───── EXTRACT PROVIDED ─────

3.4        Execution of this Agreement and performance by Draco hereunder have been duly authorized by all requisite corporate action on the part of Draco, and this Agreement constitutes a valid and binding obligation of Draco and performance hereunder will not violate any provision of the Articles of Incorporation, By-Laws, agreements, mortgages or other commitments of Draco.

        Section 4.         Representations, Warranties and Covenants of Jump'n Jax.

        Jump'n Jax represents and warrants to, and covenant with, Draco as follows:

4.1        Jump'n Jax is a corporation duly organized, validly existing and in good standing under the laws of the State of Utah and is licensed or qualified as a foreign corporation in all states or jurisdictions in which the nature of its business or the character or ownership of its properties makes such licensing or qualification necessary.

─────

§ **EXERCISE TASK**: Under the laws of which state is Jump'n Jax organized, according to the agreement excerpt? The records that come next are drawn from a separate source.

───── RECORD EXCERPTS ─────

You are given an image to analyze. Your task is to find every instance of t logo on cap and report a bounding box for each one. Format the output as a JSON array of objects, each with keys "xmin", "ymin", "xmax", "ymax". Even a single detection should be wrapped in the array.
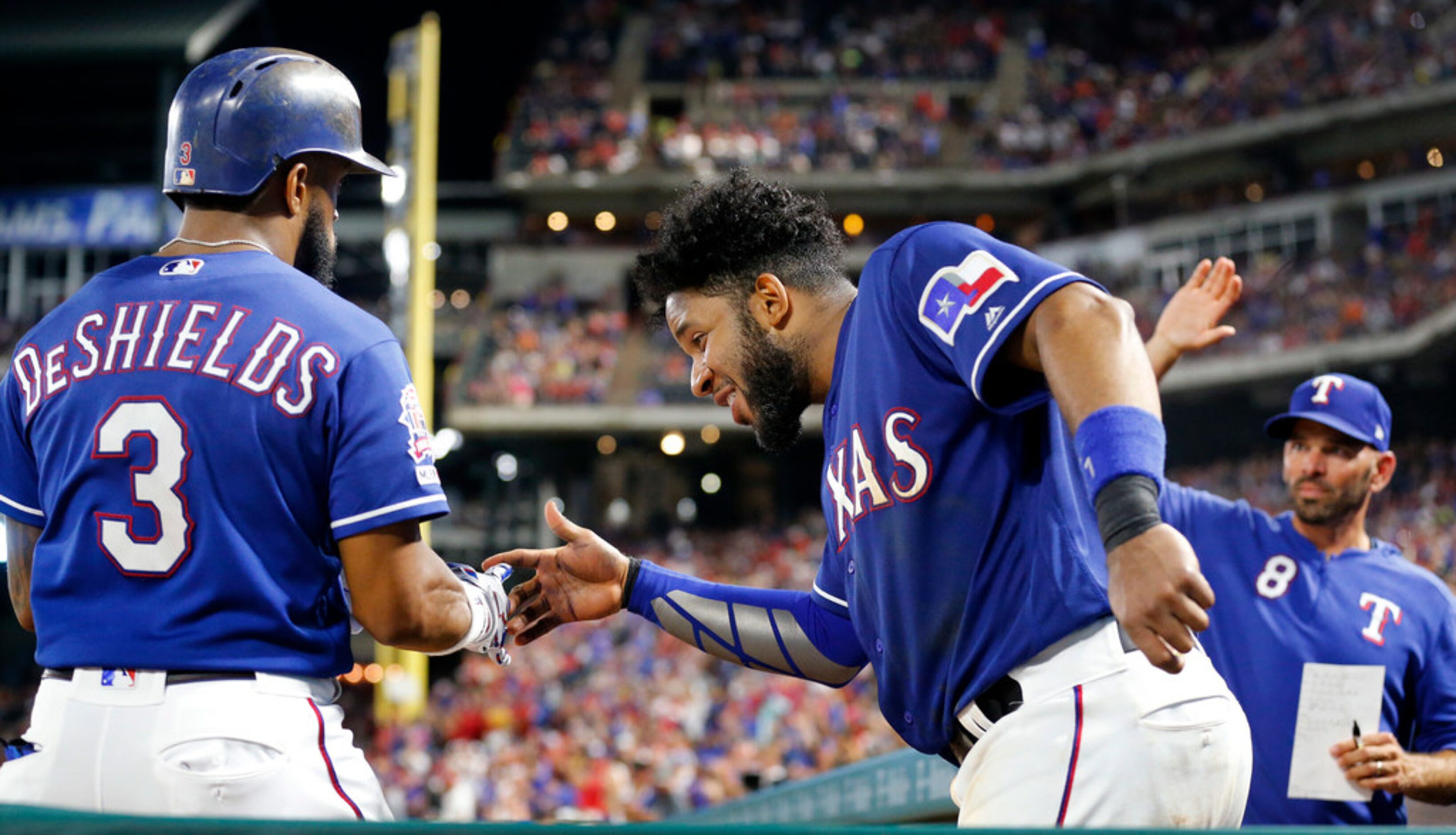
[
  {"xmin": 1309, "ymin": 374, "xmax": 1345, "ymax": 404},
  {"xmin": 1264, "ymin": 374, "xmax": 1391, "ymax": 452}
]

─────

§ **ANSWER TO THIS EXERCISE**: Utah.